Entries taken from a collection
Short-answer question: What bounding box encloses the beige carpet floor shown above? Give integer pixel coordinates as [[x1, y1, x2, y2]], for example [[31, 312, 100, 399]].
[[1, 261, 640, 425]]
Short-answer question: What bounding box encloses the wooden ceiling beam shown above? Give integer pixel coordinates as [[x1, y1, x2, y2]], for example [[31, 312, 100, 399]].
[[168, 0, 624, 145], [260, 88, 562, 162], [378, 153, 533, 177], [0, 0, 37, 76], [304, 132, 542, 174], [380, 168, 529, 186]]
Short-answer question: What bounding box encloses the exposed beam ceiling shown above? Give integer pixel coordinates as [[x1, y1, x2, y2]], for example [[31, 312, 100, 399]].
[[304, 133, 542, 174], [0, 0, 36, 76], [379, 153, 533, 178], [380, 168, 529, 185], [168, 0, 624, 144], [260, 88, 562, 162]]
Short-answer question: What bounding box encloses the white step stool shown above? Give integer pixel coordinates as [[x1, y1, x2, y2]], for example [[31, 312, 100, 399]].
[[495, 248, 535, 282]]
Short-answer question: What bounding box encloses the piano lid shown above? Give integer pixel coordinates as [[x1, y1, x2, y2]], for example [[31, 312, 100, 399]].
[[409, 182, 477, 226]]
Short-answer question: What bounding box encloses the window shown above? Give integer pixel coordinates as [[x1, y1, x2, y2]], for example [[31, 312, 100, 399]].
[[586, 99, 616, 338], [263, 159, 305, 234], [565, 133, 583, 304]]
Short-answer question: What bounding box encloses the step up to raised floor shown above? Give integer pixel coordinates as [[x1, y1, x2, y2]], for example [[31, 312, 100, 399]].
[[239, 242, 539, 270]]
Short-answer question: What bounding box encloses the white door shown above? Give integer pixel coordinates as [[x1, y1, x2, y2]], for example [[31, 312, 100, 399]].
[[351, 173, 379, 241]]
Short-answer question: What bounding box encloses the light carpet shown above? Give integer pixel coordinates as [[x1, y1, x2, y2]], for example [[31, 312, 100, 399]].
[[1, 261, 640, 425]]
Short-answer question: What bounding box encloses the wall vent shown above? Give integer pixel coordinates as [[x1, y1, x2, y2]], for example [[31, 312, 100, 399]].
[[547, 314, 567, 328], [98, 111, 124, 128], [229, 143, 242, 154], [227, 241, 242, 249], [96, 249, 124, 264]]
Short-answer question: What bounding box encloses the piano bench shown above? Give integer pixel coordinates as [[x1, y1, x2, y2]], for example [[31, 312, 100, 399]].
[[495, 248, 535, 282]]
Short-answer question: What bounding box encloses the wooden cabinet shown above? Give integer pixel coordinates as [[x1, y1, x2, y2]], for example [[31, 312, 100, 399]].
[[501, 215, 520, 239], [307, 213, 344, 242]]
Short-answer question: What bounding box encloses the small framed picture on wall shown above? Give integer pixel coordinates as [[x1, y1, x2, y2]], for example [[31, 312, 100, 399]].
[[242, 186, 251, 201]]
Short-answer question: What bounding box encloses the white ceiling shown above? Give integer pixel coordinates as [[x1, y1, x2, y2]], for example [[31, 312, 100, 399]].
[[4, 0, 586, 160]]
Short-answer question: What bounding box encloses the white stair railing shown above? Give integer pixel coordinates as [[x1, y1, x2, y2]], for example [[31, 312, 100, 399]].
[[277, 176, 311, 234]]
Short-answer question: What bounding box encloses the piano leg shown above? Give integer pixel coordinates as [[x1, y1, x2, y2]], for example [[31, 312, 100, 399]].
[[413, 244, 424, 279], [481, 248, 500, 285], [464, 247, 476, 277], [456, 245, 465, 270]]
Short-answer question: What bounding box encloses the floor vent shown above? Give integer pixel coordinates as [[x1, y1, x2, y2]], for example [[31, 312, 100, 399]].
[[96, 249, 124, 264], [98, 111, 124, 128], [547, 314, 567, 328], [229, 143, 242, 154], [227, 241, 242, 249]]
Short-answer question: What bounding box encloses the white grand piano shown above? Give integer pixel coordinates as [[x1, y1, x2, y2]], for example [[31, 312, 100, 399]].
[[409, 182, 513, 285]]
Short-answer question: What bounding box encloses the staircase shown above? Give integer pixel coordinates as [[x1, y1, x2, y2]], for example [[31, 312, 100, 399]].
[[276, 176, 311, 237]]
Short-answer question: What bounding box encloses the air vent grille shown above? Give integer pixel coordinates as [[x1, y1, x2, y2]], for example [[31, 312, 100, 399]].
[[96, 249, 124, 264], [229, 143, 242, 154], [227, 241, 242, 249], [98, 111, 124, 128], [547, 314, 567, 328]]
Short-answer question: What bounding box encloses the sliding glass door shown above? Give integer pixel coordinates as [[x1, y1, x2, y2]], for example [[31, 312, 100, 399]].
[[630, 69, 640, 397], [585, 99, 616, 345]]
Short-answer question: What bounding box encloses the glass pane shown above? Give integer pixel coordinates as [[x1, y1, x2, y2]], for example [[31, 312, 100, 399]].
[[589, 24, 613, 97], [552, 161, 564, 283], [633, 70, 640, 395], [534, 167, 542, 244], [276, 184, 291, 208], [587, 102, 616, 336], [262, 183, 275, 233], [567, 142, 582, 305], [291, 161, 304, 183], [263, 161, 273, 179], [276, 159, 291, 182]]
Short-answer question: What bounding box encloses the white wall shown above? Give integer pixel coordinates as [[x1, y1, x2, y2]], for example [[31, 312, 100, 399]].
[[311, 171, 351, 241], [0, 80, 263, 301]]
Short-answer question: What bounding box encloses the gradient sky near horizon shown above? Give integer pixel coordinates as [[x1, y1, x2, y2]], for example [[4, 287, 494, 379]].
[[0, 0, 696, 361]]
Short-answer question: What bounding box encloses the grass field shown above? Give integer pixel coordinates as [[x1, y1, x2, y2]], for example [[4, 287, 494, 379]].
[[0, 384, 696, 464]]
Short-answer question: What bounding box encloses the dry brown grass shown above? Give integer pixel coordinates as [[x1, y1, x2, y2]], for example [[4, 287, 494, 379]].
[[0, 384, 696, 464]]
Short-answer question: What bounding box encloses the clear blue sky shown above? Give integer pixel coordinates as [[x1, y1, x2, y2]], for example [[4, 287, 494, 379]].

WORK REQUIRED
Count the lines in the entries above that contain the string "beam", matching case exactly, and give only the number.

ANSWER FOR THIS EXERCISE
2